Addressing Nigeria’s Forex Liquidity Challenge

Postscript by Waziri Adio

Nigeria has a foreign exchange liquidity challenge crying for urgent, nuanced and sustainable solutions. To be sure, this liquidity problem long predated the President Bola Tinubu administration. But the foreign exchange reforms introduced by the administration, clearly necessary but obviously not well-sequenced, has triggered a rapid and seemingly unending depreciation in the value of the Naira against the US dollar and other major currencies.

At the close of business on Friday, the US dollar exchanged for N902.45 at the NAFEM window and N1, 350 in the parallel market. By contrast, the dollar rates were N471 and N765 at the Investors and Exports FX window and in the parallel market respectively on 13th June 2023, a day before the foreign exchange reforms commenced. The direct effect of the sharp and continuous depreciation in the value of the Naira is the constant hike in prices of goods and services, a development inflicting unceasing pains on most Nigerians.

_Required actions_
a - In the column on Nigeria's forex liquidity, on what date did the dollar exchange for N471 at the Investors and Exports FX window and N765 in the parallel market?
b - Reproduce the column on Nigeria's forex liquidity verbatim from "Nigeria has a" up to and including "other major currencies.".

_Stored data_
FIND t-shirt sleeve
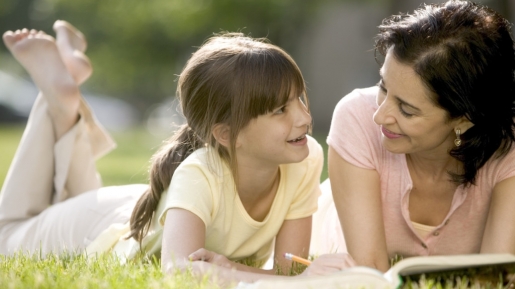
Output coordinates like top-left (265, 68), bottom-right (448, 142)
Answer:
top-left (491, 145), bottom-right (515, 186)
top-left (159, 162), bottom-right (216, 227)
top-left (285, 137), bottom-right (324, 220)
top-left (327, 87), bottom-right (381, 169)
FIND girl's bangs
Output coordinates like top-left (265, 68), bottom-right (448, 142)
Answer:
top-left (247, 53), bottom-right (305, 117)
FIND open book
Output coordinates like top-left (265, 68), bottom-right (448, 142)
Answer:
top-left (235, 254), bottom-right (515, 289)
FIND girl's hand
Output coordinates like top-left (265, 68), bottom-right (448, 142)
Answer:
top-left (188, 248), bottom-right (235, 268)
top-left (301, 253), bottom-right (357, 276)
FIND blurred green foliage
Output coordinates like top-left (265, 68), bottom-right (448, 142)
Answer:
top-left (0, 0), bottom-right (332, 116)
top-left (0, 0), bottom-right (510, 118)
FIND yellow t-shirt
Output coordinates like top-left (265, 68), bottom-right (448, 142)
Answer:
top-left (88, 137), bottom-right (324, 264)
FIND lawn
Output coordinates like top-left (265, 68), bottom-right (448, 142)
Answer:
top-left (0, 125), bottom-right (327, 186)
top-left (0, 126), bottom-right (510, 289)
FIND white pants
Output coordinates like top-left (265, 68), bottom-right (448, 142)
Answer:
top-left (0, 94), bottom-right (147, 255)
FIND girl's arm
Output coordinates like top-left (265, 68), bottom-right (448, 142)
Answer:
top-left (161, 208), bottom-right (206, 272)
top-left (328, 147), bottom-right (389, 271)
top-left (161, 209), bottom-right (279, 284)
top-left (190, 216), bottom-right (312, 275)
top-left (481, 177), bottom-right (515, 254)
top-left (274, 216), bottom-right (312, 275)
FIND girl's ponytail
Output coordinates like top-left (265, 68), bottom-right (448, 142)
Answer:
top-left (127, 124), bottom-right (204, 243)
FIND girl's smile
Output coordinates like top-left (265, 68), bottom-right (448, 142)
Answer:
top-left (286, 134), bottom-right (308, 146)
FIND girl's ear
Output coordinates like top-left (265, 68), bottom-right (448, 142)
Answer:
top-left (454, 116), bottom-right (474, 134)
top-left (211, 123), bottom-right (231, 148)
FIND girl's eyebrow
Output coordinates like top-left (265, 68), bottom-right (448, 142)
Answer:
top-left (379, 72), bottom-right (420, 111)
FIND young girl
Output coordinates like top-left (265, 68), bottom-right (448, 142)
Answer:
top-left (0, 21), bottom-right (341, 281)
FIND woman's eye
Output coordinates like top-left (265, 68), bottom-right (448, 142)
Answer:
top-left (274, 106), bottom-right (286, 114)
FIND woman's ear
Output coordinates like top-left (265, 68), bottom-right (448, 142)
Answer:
top-left (454, 116), bottom-right (474, 134)
top-left (211, 123), bottom-right (231, 148)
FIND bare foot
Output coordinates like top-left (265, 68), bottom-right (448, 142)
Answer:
top-left (3, 29), bottom-right (80, 138)
top-left (53, 20), bottom-right (93, 85)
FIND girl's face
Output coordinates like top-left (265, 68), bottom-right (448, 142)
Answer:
top-left (236, 91), bottom-right (311, 166)
top-left (374, 49), bottom-right (463, 155)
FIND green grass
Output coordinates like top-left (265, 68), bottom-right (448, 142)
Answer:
top-left (0, 254), bottom-right (219, 289)
top-left (0, 125), bottom-right (327, 186)
top-left (0, 126), bottom-right (510, 289)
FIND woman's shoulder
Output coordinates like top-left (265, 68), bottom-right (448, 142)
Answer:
top-left (336, 86), bottom-right (379, 110)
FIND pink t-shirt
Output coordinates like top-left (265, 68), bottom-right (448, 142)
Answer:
top-left (327, 86), bottom-right (515, 258)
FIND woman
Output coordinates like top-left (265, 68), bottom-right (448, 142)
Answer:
top-left (314, 0), bottom-right (515, 271)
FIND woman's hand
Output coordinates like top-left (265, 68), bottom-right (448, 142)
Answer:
top-left (301, 253), bottom-right (357, 276)
top-left (188, 248), bottom-right (236, 269)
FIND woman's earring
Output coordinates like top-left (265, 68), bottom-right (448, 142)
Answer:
top-left (454, 128), bottom-right (461, 147)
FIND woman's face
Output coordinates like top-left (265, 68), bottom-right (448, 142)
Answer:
top-left (374, 49), bottom-right (459, 156)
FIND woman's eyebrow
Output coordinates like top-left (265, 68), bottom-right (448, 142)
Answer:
top-left (379, 73), bottom-right (420, 111)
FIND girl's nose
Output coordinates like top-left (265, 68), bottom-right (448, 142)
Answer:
top-left (297, 98), bottom-right (312, 126)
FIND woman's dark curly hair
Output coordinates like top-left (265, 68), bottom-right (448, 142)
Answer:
top-left (375, 0), bottom-right (515, 185)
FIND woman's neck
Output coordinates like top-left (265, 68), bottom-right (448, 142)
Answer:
top-left (406, 154), bottom-right (463, 181)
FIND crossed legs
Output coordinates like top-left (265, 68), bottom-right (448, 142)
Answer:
top-left (0, 21), bottom-right (141, 254)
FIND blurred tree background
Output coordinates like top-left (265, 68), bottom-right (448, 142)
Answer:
top-left (0, 0), bottom-right (338, 116)
top-left (0, 0), bottom-right (515, 185)
top-left (0, 0), bottom-right (514, 126)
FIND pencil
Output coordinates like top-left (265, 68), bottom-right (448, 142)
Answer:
top-left (284, 253), bottom-right (311, 266)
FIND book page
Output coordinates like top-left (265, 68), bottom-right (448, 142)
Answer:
top-left (233, 267), bottom-right (395, 289)
top-left (385, 254), bottom-right (515, 279)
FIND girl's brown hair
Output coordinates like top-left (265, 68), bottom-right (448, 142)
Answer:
top-left (128, 33), bottom-right (308, 242)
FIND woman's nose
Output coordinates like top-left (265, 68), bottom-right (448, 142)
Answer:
top-left (374, 98), bottom-right (395, 125)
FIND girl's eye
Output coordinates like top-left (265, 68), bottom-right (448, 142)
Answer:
top-left (399, 103), bottom-right (413, 118)
top-left (274, 106), bottom-right (286, 114)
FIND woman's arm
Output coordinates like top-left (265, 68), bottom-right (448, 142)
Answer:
top-left (481, 173), bottom-right (515, 254)
top-left (328, 147), bottom-right (389, 271)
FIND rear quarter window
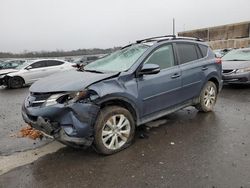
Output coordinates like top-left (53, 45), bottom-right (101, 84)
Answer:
top-left (176, 43), bottom-right (199, 64)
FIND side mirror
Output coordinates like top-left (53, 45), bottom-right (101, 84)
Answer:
top-left (139, 64), bottom-right (160, 75)
top-left (25, 66), bottom-right (32, 70)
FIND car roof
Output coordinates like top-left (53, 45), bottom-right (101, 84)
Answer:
top-left (122, 35), bottom-right (209, 49)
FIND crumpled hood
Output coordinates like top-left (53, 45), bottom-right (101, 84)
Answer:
top-left (0, 69), bottom-right (18, 75)
top-left (30, 70), bottom-right (118, 93)
top-left (222, 61), bottom-right (250, 70)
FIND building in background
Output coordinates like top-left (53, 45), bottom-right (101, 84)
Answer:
top-left (178, 21), bottom-right (250, 49)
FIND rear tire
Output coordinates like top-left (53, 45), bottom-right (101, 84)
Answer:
top-left (195, 81), bottom-right (218, 112)
top-left (93, 106), bottom-right (135, 155)
top-left (9, 76), bottom-right (24, 89)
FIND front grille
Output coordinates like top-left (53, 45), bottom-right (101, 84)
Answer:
top-left (28, 93), bottom-right (52, 107)
top-left (223, 69), bottom-right (235, 74)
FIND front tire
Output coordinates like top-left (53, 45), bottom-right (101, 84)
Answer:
top-left (94, 106), bottom-right (135, 155)
top-left (195, 81), bottom-right (217, 112)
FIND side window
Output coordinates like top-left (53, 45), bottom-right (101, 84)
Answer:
top-left (145, 45), bottom-right (174, 69)
top-left (47, 60), bottom-right (63, 67)
top-left (199, 44), bottom-right (208, 57)
top-left (31, 61), bottom-right (46, 69)
top-left (176, 43), bottom-right (199, 64)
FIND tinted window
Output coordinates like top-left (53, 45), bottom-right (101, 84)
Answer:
top-left (31, 61), bottom-right (46, 69)
top-left (47, 60), bottom-right (63, 67)
top-left (145, 45), bottom-right (174, 69)
top-left (176, 43), bottom-right (199, 64)
top-left (199, 45), bottom-right (207, 57)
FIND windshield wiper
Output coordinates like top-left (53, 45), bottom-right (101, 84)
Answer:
top-left (226, 59), bottom-right (248, 61)
top-left (83, 69), bottom-right (104, 74)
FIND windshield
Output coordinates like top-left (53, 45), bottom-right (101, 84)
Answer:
top-left (15, 61), bottom-right (30, 70)
top-left (222, 48), bottom-right (250, 61)
top-left (84, 44), bottom-right (149, 72)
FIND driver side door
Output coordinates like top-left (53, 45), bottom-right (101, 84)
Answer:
top-left (137, 44), bottom-right (181, 118)
top-left (23, 60), bottom-right (47, 84)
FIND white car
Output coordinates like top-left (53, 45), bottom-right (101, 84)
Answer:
top-left (0, 59), bottom-right (75, 88)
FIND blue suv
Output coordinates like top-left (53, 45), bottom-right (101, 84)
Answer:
top-left (22, 36), bottom-right (222, 155)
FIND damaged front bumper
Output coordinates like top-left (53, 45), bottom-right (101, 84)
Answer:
top-left (22, 98), bottom-right (99, 146)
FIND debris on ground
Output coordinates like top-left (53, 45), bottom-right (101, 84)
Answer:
top-left (18, 125), bottom-right (43, 140)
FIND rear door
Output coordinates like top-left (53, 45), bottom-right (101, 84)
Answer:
top-left (138, 44), bottom-right (181, 117)
top-left (174, 42), bottom-right (207, 101)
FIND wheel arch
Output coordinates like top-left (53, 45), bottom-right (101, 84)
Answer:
top-left (98, 98), bottom-right (139, 124)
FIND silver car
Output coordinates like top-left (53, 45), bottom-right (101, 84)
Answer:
top-left (222, 48), bottom-right (250, 84)
top-left (0, 59), bottom-right (75, 88)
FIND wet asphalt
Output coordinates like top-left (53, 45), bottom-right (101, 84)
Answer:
top-left (0, 86), bottom-right (50, 156)
top-left (0, 86), bottom-right (250, 188)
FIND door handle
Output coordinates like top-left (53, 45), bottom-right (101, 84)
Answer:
top-left (171, 73), bottom-right (181, 78)
top-left (201, 67), bottom-right (208, 71)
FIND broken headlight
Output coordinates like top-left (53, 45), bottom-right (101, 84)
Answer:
top-left (44, 90), bottom-right (88, 106)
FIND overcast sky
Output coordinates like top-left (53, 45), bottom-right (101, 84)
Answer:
top-left (0, 0), bottom-right (250, 52)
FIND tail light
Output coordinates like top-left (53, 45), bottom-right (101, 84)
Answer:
top-left (215, 58), bottom-right (221, 64)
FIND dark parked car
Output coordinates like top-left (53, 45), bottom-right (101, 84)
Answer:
top-left (22, 36), bottom-right (222, 154)
top-left (222, 48), bottom-right (250, 84)
top-left (214, 48), bottom-right (232, 58)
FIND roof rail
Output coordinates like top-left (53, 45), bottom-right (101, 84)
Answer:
top-left (173, 36), bottom-right (204, 42)
top-left (136, 35), bottom-right (176, 43)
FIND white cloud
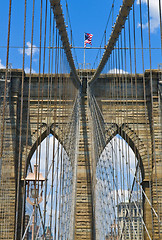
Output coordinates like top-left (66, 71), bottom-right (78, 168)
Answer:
top-left (108, 68), bottom-right (128, 74)
top-left (19, 42), bottom-right (39, 56)
top-left (25, 67), bottom-right (36, 73)
top-left (137, 0), bottom-right (162, 33)
top-left (0, 59), bottom-right (6, 69)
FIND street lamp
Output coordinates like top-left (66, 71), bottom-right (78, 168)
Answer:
top-left (25, 164), bottom-right (45, 240)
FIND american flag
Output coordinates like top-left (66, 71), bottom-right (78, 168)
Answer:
top-left (84, 33), bottom-right (93, 47)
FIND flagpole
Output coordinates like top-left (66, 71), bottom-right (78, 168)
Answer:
top-left (84, 33), bottom-right (85, 70)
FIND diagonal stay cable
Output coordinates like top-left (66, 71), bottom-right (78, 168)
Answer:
top-left (89, 0), bottom-right (134, 85)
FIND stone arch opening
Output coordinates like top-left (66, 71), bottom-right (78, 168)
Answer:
top-left (20, 130), bottom-right (73, 239)
top-left (96, 134), bottom-right (143, 239)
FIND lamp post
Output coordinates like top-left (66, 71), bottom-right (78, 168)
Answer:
top-left (25, 164), bottom-right (45, 240)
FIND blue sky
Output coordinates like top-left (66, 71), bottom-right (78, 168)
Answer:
top-left (0, 0), bottom-right (162, 72)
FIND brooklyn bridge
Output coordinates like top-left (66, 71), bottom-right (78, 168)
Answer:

_Completed exercise_
a - 13th June 2023, a day before the foreign exchange reforms commenced.

b -
Nigeria has a foreign exchange liquidity challenge crying for urgent, nuanced and sustainable solutions. To be sure, this liquidity problem long predated the President Bola Tinubu administration. But the foreign exchange reforms introduced by the administration, clearly necessary but obviously not well-sequenced, has triggered a rapid and seemingly unending depreciation in the value of the Naira against the US dollar and other major currencies.